Input data:
"""

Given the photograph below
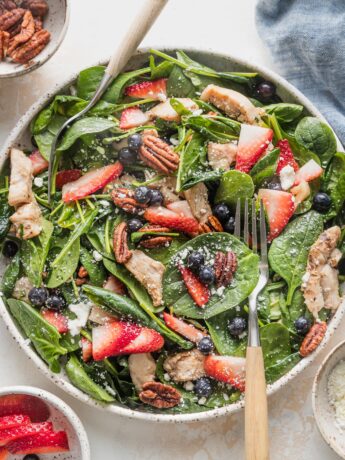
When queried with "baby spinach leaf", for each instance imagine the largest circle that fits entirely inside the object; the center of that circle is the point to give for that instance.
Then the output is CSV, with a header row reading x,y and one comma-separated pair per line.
x,y
234,185
245,278
318,137
43,335
288,253
78,376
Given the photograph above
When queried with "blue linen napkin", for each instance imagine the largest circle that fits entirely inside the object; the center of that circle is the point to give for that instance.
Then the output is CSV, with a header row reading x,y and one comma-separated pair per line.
x,y
307,41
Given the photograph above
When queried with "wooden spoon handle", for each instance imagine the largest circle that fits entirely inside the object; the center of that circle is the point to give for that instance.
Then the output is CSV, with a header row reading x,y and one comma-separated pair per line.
x,y
256,419
136,32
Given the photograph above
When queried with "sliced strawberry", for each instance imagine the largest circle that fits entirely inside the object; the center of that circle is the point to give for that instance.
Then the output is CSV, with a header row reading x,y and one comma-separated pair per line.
x,y
163,216
11,434
110,339
228,369
40,443
252,144
308,172
187,330
66,176
86,349
198,291
12,421
56,319
147,341
91,182
181,208
39,164
133,117
279,207
156,89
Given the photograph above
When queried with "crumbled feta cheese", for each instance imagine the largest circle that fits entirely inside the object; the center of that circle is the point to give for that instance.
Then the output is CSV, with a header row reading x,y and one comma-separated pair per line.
x,y
287,177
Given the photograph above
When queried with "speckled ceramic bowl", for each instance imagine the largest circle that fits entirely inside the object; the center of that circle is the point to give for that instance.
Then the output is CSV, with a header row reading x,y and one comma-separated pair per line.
x,y
56,22
56,411
323,411
21,136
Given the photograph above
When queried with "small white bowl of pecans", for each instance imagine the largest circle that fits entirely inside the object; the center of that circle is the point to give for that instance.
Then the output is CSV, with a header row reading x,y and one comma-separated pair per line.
x,y
31,31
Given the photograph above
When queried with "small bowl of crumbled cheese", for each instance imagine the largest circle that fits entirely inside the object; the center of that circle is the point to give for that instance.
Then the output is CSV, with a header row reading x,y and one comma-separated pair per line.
x,y
329,399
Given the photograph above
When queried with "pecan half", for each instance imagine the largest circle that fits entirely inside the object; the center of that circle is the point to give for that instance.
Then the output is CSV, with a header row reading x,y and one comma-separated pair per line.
x,y
159,395
121,250
225,265
313,339
124,198
157,154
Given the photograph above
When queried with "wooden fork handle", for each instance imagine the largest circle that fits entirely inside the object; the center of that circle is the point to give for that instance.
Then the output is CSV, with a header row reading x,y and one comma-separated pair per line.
x,y
136,32
256,418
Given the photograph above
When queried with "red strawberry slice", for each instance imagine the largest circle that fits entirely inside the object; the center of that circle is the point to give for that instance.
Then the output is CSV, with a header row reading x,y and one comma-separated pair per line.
x,y
110,339
252,144
86,349
39,164
187,330
56,319
286,156
163,216
40,443
133,117
198,291
66,176
147,341
279,207
228,369
11,434
91,182
12,421
156,89
308,172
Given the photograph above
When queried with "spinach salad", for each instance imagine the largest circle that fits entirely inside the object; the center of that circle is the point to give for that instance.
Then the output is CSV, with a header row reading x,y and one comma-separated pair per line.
x,y
130,280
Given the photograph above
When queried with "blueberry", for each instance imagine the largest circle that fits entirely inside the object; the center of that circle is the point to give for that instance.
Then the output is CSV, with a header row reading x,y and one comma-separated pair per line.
x,y
237,326
203,387
322,202
143,195
10,248
55,302
156,197
38,296
206,346
195,261
127,156
206,274
134,225
302,325
229,225
222,212
135,141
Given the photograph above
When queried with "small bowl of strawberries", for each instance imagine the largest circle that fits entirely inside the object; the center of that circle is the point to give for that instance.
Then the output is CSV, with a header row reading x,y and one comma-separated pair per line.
x,y
34,423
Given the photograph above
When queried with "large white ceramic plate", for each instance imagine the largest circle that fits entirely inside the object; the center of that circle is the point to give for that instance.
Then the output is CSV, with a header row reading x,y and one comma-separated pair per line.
x,y
20,136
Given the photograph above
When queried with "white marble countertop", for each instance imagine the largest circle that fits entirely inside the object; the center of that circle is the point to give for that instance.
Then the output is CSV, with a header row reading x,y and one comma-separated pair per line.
x,y
223,26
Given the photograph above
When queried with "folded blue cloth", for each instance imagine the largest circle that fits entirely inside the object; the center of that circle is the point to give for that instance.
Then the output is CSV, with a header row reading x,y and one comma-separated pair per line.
x,y
307,41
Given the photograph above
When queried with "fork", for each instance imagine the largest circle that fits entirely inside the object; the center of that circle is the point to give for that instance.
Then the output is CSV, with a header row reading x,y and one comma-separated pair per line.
x,y
256,417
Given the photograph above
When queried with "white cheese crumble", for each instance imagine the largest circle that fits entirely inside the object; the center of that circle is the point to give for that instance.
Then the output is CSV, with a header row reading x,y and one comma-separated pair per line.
x,y
287,177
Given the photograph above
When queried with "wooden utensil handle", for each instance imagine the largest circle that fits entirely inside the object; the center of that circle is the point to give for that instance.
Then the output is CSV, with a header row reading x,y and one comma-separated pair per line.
x,y
136,32
256,419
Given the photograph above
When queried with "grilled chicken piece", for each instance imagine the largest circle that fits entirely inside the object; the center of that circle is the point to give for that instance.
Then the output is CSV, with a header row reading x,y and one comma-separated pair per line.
x,y
20,190
165,111
221,156
27,220
142,369
197,197
185,366
149,273
234,104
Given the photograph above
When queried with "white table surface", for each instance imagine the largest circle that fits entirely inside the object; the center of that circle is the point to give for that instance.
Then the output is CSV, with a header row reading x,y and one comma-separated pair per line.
x,y
222,25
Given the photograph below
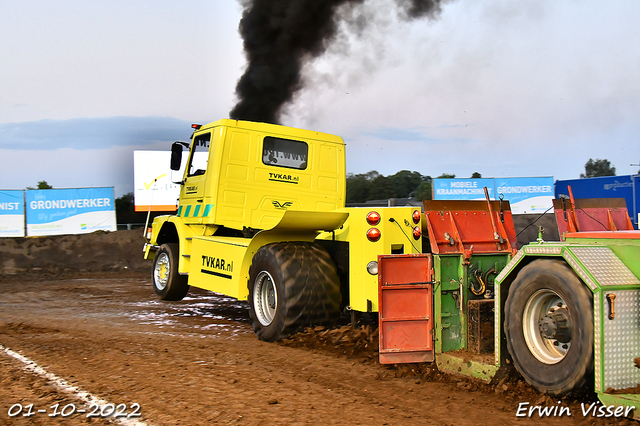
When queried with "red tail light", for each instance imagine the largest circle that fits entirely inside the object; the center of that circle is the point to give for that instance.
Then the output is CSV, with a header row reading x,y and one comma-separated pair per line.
x,y
416,217
417,233
373,234
373,218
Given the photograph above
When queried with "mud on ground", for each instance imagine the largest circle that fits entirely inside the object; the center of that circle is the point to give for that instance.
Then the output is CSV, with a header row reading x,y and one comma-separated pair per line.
x,y
89,316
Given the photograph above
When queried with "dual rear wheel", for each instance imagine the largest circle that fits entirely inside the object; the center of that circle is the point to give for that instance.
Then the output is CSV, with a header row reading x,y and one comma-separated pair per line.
x,y
292,285
549,327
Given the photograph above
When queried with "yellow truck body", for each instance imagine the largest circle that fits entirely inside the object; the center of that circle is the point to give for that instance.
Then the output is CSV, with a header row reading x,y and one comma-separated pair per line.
x,y
250,185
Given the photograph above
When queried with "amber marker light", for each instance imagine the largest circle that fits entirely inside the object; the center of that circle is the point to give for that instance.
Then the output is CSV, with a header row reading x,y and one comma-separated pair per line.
x,y
373,234
416,217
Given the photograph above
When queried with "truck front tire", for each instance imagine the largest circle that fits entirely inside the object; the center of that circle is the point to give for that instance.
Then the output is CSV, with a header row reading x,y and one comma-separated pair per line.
x,y
167,282
549,327
292,285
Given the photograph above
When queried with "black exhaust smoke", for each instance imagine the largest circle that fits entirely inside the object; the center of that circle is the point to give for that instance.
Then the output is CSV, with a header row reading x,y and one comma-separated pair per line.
x,y
279,36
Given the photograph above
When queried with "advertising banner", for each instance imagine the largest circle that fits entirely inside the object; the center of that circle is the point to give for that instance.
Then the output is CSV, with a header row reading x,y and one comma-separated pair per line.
x,y
70,211
462,189
526,194
627,187
12,213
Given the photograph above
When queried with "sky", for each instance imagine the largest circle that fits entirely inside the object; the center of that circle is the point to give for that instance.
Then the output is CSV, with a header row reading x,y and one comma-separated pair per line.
x,y
498,87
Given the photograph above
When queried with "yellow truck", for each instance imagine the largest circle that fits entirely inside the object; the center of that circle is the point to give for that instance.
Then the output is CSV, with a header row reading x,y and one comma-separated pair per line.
x,y
261,217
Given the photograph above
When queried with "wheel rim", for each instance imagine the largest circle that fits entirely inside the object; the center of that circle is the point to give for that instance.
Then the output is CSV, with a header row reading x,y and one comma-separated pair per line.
x,y
265,300
547,326
161,271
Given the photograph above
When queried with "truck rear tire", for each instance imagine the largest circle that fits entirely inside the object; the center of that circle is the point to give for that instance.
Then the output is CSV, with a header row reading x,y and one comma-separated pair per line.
x,y
167,282
549,327
292,285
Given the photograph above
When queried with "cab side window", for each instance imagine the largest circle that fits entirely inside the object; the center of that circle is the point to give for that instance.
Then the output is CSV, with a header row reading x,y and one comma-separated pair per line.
x,y
200,155
284,153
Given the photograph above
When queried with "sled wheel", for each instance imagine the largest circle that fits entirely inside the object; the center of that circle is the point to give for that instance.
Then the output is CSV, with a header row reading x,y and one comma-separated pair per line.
x,y
167,282
292,285
549,327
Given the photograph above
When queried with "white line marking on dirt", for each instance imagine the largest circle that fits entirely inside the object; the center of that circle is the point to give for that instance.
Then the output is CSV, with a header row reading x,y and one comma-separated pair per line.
x,y
65,386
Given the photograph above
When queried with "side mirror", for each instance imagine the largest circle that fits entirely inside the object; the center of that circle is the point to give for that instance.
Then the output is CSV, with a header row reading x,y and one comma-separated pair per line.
x,y
176,155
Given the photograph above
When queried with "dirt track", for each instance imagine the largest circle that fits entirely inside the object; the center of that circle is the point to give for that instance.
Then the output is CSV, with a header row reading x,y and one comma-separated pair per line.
x,y
198,362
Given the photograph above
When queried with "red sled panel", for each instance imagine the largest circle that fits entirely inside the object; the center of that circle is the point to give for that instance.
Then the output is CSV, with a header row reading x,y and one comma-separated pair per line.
x,y
405,296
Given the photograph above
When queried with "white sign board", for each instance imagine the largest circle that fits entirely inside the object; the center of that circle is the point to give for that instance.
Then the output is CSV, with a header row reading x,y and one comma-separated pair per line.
x,y
153,179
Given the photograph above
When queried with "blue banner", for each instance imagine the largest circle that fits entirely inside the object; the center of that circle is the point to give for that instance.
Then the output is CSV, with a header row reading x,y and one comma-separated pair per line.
x,y
11,213
462,189
627,187
70,211
526,194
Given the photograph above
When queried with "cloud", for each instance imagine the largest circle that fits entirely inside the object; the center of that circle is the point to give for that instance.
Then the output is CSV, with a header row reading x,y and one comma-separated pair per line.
x,y
92,133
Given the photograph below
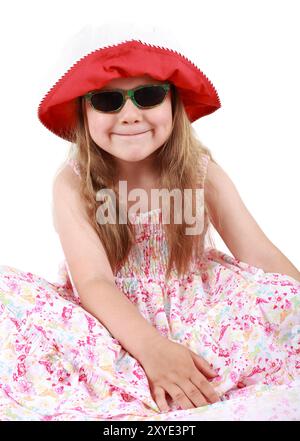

"""

Your objective:
Return each line of the material above that holds the string "wooden".

Answer below:
When queried with "wooden spoon handle", for each instance imagine the largest circle that fits entirely inside the object; the center of that circle is the point to give for that instance.
When queried with "wooden fork handle", for each instance imagine the largest circle that fits entirely inside the object; the center of that circle is the point to give for that instance.
When queried with "wooden utensil handle", for each instance imagine the largest circle that fits entirely inside the object; the center of that circle is the point to give for that instance.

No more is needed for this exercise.